What you need to do: Your answer should consist only of the lines from the line containing "As part of the labeling sprint, tag all instances of crowd" through the last line below, each repeated exactly.

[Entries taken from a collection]
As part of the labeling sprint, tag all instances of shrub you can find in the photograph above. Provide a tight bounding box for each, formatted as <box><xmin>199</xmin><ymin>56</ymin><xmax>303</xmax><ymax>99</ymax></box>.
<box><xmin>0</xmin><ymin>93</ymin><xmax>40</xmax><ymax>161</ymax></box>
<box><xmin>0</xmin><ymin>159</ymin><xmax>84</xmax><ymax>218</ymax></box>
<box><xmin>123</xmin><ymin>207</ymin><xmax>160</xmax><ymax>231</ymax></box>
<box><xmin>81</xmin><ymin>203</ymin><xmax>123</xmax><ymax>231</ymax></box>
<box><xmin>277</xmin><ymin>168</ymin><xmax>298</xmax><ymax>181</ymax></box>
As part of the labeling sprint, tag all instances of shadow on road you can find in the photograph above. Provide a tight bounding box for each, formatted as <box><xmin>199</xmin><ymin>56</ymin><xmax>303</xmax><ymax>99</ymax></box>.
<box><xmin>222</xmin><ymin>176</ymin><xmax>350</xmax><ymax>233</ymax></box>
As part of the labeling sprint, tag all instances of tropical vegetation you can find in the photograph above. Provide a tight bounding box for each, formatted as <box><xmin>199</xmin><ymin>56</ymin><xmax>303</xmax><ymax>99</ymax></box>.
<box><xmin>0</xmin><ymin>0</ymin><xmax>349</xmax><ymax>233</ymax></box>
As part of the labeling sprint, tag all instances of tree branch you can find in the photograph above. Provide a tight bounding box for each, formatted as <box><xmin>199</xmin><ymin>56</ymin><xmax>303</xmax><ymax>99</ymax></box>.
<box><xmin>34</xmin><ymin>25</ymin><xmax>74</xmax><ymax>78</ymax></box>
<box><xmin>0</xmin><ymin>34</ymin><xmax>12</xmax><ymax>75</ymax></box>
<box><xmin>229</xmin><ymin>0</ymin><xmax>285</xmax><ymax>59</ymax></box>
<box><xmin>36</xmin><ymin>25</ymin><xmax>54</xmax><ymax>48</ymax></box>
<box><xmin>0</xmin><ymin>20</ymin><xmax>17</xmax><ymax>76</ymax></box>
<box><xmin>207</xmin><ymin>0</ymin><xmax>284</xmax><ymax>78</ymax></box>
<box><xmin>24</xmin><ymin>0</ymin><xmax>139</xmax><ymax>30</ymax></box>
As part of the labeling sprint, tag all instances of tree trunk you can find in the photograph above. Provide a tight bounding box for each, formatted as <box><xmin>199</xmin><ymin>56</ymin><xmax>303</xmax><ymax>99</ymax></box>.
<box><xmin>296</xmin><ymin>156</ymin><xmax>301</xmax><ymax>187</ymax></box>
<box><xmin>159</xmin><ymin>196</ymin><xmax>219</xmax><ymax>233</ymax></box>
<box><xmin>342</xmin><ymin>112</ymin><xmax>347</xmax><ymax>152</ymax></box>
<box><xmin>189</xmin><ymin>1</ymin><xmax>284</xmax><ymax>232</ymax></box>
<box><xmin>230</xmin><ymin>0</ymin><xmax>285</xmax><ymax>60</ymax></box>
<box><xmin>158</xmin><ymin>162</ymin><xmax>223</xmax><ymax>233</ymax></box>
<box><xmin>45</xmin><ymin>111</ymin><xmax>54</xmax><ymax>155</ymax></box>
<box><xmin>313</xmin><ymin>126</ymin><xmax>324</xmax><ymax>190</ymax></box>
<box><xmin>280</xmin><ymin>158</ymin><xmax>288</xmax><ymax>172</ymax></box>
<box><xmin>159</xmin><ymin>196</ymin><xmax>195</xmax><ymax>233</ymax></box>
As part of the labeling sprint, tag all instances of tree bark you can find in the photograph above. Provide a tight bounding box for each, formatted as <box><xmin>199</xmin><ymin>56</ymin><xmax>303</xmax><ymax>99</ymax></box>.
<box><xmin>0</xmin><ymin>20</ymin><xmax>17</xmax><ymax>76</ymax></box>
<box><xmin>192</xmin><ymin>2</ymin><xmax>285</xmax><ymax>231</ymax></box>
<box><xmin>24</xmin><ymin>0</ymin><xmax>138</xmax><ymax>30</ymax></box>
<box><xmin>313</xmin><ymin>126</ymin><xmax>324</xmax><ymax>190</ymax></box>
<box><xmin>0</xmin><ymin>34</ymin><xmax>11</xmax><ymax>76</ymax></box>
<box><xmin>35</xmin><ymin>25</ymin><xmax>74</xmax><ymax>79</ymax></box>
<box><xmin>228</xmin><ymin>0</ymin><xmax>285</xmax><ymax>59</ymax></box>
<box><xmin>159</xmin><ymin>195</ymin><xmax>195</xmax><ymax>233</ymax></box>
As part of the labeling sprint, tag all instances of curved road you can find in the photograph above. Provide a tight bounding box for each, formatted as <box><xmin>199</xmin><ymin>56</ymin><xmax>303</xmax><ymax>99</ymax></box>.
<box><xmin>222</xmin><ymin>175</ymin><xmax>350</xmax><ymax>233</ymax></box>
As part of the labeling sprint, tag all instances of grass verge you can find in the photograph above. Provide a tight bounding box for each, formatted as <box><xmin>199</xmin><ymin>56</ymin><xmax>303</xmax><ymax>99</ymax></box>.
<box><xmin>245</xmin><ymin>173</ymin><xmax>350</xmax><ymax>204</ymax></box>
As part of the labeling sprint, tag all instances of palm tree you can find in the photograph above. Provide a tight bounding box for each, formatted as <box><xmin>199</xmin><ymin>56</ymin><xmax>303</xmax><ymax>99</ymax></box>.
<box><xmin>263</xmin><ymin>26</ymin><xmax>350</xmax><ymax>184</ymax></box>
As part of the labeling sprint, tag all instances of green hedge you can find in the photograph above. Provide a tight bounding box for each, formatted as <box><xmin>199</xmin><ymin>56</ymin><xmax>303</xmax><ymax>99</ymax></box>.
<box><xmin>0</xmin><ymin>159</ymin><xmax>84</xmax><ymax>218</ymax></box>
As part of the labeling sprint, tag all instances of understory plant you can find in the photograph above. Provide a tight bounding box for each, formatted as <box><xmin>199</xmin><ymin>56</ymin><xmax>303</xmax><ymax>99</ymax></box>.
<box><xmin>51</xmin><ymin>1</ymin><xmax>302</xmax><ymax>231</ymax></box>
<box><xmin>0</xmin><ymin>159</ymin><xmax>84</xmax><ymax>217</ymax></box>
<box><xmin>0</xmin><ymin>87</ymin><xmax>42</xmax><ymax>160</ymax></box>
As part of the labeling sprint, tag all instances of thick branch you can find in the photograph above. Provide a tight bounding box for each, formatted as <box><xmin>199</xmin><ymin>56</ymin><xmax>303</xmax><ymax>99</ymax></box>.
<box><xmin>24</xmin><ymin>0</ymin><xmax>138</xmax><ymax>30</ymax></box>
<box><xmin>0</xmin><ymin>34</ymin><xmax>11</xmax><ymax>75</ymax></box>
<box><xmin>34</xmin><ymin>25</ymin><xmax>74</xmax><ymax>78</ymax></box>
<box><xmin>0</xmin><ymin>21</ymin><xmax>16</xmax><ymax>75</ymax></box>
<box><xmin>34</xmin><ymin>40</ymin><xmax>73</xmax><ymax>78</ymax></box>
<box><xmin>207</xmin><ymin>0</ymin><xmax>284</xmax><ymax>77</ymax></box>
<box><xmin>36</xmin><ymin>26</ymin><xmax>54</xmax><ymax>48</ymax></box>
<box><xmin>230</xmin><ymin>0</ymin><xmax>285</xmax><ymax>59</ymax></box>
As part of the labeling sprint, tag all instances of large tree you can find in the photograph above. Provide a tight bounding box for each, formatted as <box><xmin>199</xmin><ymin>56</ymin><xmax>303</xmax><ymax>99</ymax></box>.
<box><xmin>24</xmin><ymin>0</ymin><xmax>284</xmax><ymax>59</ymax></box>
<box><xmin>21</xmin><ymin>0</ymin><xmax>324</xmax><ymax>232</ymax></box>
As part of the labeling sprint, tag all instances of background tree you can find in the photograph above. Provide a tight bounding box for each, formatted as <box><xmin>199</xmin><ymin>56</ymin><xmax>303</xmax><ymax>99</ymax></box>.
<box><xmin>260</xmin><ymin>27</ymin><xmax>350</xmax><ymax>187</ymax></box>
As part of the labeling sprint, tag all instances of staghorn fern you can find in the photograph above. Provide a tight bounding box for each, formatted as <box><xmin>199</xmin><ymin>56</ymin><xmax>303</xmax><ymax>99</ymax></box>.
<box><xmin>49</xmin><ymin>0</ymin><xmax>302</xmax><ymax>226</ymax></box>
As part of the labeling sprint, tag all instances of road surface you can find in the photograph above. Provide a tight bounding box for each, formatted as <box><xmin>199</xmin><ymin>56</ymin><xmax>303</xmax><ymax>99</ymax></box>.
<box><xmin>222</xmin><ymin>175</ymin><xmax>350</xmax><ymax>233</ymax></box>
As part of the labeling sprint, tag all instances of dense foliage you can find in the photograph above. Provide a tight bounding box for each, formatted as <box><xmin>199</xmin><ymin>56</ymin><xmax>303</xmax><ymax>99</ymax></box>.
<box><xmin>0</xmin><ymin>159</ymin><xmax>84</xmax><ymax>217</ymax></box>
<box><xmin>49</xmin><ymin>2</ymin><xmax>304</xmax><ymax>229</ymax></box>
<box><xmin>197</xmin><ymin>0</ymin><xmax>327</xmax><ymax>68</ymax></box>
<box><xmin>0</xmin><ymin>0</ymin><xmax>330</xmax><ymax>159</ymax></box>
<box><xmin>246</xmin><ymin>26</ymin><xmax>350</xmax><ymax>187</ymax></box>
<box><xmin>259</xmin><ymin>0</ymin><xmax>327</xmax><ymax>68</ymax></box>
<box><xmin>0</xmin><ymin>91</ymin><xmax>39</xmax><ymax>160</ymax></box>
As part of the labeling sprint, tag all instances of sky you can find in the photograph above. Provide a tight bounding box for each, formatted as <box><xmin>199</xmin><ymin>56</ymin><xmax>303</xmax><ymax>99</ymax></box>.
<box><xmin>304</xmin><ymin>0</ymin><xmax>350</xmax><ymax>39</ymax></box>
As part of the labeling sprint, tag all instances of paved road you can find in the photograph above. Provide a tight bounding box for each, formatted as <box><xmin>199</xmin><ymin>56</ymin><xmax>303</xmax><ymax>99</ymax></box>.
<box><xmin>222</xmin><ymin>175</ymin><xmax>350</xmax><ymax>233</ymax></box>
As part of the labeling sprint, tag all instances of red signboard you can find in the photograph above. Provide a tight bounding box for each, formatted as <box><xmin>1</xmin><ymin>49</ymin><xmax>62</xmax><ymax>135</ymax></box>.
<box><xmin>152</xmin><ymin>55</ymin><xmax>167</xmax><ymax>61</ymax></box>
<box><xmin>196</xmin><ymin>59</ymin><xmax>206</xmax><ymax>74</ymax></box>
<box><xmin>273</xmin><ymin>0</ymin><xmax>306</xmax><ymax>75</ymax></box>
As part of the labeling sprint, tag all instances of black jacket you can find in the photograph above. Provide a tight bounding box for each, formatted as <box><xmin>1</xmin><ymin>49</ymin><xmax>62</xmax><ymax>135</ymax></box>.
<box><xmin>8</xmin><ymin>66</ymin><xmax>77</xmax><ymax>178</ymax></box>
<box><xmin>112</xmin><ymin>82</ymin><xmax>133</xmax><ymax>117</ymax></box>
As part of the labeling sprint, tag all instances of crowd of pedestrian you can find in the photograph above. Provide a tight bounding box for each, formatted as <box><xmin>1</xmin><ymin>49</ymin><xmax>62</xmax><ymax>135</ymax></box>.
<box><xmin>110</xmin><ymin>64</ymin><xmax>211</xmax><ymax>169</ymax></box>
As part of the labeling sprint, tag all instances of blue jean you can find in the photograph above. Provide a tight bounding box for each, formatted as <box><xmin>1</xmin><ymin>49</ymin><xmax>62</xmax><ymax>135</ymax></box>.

Solution to this task:
As part of the labeling sprint, tag all instances of crowd of pedestrian you can find in the photograph above. Provide a tight bounding box for each, formatted as <box><xmin>1</xmin><ymin>49</ymin><xmax>62</xmax><ymax>135</ymax></box>.
<box><xmin>110</xmin><ymin>64</ymin><xmax>211</xmax><ymax>169</ymax></box>
As part of the labeling sprint, tag all instances of blue jean you can find in the photograph above. Provide a tight bounding box for each, formatted as <box><xmin>1</xmin><ymin>49</ymin><xmax>62</xmax><ymax>135</ymax></box>.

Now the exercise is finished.